Lord Neuberger emphasised seven factors, which will no doubt form the basis of any subsequent analysis of the commercial common sense approach to contractual interpretation:
First, the reliance placed in some cases on commercial common sense and surrounding circumstances should not be invoked to undervalue the importance of the language of the provision which is to be construed. Unlike commercial common sense and the surrounding circumstances, the parties have control over the language they use in a contract.
Second, when it comes to considering the centrally relevant words to be interpreted, it is accepted that the less clear they are, or, to put it another way, the worse the drafting, the more ready the court can properly be to depart from their natural meaning. However, that does not justify the court embarking on an exercise of searching for, let alone constructing, drafting infelicities in order to facilitate a departure from the natural meaning.
Third, commercial common sense is not to be invoked retrospectively. The fact that a contractual arrangement, if interpreted according to its natural language, has worked out badly, or even disastrously, for one of the parties is not a reason for departing from the natural language.

DATA EXCERPTS:

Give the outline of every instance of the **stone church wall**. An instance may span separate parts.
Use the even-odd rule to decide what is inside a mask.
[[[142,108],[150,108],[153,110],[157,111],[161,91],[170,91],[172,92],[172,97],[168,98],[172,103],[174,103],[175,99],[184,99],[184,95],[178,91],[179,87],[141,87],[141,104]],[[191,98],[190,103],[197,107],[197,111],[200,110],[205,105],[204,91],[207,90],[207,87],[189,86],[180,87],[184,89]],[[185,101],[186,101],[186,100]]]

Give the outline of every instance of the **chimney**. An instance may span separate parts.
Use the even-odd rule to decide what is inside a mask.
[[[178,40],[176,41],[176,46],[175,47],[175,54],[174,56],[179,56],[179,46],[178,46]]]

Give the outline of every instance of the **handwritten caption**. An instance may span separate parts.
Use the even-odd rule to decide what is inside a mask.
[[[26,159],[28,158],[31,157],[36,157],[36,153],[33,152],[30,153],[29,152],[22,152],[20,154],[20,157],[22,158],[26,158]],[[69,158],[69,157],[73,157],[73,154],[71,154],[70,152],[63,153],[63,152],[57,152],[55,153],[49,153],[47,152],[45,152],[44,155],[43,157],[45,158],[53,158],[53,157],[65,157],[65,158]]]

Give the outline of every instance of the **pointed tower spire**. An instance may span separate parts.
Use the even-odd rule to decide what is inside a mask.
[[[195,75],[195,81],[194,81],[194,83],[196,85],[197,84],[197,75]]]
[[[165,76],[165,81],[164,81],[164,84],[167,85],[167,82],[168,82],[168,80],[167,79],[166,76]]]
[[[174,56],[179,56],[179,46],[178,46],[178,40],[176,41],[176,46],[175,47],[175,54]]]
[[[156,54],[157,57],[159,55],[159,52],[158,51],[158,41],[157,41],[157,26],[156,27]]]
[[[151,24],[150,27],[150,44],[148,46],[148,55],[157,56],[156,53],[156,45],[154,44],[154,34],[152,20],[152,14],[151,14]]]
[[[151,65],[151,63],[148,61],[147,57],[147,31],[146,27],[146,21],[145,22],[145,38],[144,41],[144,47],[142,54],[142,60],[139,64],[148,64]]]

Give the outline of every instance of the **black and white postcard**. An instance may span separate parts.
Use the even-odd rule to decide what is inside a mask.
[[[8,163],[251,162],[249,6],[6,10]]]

WHAT TO DO:
#1 Condense the paragraph of the passage on contractual interpretation beginning "Second, when it comes to considering" into a short list, keeping its main facts.
#2 Decide whether each statement agrees with the passage on contractual interpretation. Answer yes or no for each and quote the words that settle it.
(a) The parties control the language they use in a contract.
(b) If a contract works out disastrously for one party, that is a reason to depart from its natural language.
(c) Lord Neuberger emphasised five factors.
#3 Retype the stretch of the passage on contractual interpretation from "Third, commercial common" through "the natural language.".
The entries come from a separate source.

FULL ANSWERS:
#1
- The less clear the key words are, meaning the worse the drafting, the more readily a court may depart from their natural meaning.
- This does not allow the court to search for, or construct, drafting infelicities to justify such a departure.

#2
(a) Yes: "the parties have control over the language they use in a contract"
(b) No: "is not a reason for departing from the natural language"
(c) No: "Lord Neuberger emphasised seven factors"

#3
Third, commercial common sense is not to be invoked retrospectively. The fact that a contractual arrangement, if interpreted according to its natural language, has worked out badly, or even disastrously, for one of the parties is not a reason for departing from the natural language.